• Prompt:
Please list every line in the items below that contains the word "mast".

• Stored rows:
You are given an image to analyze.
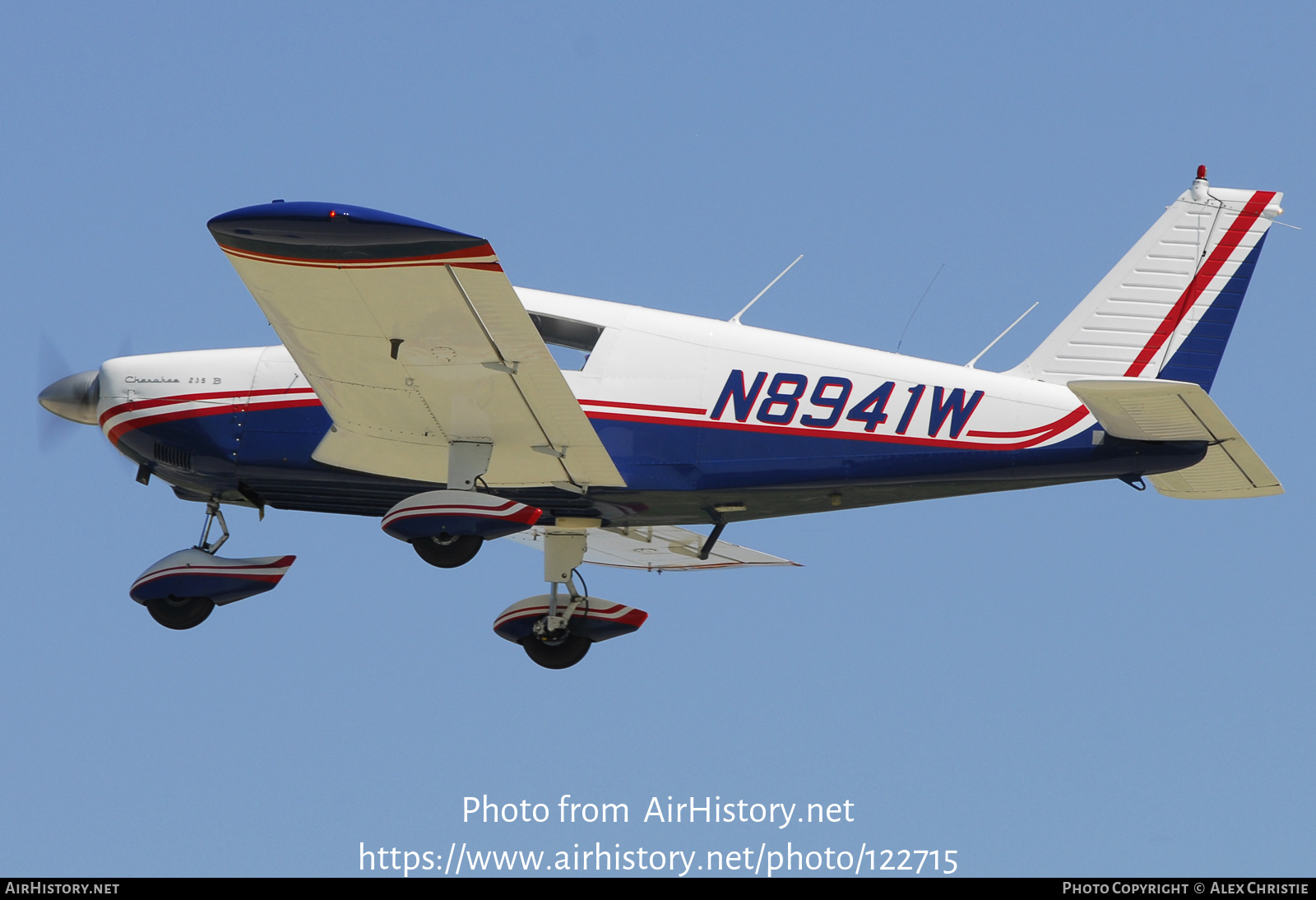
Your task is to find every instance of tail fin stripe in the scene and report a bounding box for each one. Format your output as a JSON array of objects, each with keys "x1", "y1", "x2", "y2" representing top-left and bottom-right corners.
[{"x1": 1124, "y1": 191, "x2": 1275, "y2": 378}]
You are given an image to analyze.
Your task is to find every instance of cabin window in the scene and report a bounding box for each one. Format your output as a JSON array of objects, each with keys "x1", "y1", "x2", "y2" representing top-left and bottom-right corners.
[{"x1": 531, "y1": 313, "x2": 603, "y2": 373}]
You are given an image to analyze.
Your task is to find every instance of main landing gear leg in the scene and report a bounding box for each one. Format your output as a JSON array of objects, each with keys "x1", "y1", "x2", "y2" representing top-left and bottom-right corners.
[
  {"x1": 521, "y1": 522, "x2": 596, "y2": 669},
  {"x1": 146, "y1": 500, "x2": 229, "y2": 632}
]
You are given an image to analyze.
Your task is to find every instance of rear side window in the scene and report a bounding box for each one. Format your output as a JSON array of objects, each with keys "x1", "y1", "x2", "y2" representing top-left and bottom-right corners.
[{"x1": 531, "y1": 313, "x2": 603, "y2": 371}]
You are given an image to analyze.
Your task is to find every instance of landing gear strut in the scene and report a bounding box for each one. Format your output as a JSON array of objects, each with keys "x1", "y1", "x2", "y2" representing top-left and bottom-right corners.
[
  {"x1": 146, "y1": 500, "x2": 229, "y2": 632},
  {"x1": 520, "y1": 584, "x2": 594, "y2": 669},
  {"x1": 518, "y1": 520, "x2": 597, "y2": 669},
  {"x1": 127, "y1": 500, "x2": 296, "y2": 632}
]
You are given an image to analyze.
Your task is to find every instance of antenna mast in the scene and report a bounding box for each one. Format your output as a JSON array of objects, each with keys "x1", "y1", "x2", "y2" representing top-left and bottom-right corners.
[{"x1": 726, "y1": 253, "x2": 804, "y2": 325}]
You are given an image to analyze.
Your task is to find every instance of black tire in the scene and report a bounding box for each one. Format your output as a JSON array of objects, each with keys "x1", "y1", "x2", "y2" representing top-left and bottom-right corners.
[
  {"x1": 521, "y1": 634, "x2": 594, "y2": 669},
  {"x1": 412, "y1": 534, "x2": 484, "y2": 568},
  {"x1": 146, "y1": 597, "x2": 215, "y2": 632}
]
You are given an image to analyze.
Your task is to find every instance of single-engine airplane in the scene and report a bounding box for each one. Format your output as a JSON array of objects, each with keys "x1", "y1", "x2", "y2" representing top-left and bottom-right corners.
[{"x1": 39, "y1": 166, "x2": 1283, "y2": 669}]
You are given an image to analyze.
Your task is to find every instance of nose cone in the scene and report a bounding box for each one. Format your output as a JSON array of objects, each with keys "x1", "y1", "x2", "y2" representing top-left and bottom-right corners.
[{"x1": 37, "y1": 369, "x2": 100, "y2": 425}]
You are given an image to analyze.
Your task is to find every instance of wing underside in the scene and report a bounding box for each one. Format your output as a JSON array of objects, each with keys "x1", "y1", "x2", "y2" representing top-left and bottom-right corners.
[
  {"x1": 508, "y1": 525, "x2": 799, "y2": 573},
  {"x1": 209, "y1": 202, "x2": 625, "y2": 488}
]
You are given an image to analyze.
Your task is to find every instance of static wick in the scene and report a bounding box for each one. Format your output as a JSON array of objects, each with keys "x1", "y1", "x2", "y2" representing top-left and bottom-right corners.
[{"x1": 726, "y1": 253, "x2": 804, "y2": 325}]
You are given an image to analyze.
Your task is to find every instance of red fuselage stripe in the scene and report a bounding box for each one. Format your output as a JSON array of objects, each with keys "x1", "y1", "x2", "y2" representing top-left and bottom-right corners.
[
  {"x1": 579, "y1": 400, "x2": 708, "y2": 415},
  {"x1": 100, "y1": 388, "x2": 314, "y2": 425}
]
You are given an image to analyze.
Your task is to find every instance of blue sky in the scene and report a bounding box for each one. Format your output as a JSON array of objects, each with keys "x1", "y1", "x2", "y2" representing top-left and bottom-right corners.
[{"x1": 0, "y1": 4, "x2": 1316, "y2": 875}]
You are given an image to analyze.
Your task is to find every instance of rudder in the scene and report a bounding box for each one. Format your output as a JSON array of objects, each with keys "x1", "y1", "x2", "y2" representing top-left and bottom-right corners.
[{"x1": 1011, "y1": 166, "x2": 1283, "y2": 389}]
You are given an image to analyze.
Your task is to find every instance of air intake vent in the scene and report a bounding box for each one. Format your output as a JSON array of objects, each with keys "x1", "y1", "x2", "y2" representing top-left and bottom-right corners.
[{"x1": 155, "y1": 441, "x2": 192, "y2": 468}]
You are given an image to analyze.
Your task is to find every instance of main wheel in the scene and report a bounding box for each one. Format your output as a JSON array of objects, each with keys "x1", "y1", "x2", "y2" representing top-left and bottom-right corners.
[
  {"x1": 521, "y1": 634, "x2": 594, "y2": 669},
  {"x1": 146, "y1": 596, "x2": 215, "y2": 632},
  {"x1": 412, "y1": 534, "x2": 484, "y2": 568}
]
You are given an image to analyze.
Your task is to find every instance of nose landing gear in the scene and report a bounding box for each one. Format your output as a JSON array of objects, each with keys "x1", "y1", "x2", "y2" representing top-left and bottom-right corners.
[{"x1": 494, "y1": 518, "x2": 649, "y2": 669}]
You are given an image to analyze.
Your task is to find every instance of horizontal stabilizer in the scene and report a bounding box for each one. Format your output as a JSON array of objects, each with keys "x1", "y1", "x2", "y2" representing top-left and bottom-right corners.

• Answer to this task:
Your task is to find every instance of antenna mast in the scene and report a bounding box for each one. Format your output as a JSON array of objects, each with keys "x1", "y1", "x2", "y2" representing top-left and bottom-right corners.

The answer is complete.